(Extracted records)
═══
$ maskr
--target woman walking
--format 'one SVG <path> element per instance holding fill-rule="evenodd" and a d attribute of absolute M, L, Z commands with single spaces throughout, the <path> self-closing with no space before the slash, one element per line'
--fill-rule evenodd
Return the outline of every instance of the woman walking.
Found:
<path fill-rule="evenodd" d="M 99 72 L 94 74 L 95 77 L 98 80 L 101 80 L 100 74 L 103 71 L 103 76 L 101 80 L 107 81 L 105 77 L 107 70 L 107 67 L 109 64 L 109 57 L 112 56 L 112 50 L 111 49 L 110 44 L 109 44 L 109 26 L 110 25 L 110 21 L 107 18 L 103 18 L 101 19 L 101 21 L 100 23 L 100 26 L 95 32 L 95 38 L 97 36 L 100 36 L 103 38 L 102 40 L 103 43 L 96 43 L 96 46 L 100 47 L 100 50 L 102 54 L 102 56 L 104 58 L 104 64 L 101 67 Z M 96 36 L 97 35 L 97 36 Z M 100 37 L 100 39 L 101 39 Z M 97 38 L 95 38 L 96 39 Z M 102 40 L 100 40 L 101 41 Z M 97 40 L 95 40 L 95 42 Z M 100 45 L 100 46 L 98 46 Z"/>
═══
> What you should do:
Copy all of the records above word for word, reproducing every line without change.

> Response to the exercise:
$ maskr
--target woman walking
--format 'one SVG <path> element per instance holding fill-rule="evenodd" and a d attribute of absolute M, L, Z commands with single spaces throughout, the <path> self-closing with no space before the slash, one element per line'
--fill-rule evenodd
Return the outline of every instance of the woman walking.
Found:
<path fill-rule="evenodd" d="M 99 72 L 94 74 L 95 77 L 98 80 L 101 80 L 100 74 L 103 71 L 103 76 L 101 80 L 107 81 L 105 77 L 107 70 L 107 67 L 109 64 L 109 57 L 112 56 L 112 50 L 111 49 L 110 44 L 109 44 L 109 26 L 110 25 L 110 21 L 107 18 L 103 18 L 101 19 L 101 21 L 100 23 L 100 26 L 95 32 L 95 38 L 97 36 L 100 36 L 103 38 L 102 40 L 103 43 L 96 43 L 96 46 L 100 47 L 100 50 L 102 54 L 102 56 L 104 58 L 104 64 L 101 67 Z M 96 36 L 97 35 L 97 36 Z M 100 37 L 100 39 L 101 39 Z M 97 38 L 95 38 L 96 39 Z M 102 40 L 100 40 L 101 41 Z M 97 40 L 95 40 L 95 42 Z M 100 45 L 100 46 L 98 46 Z"/>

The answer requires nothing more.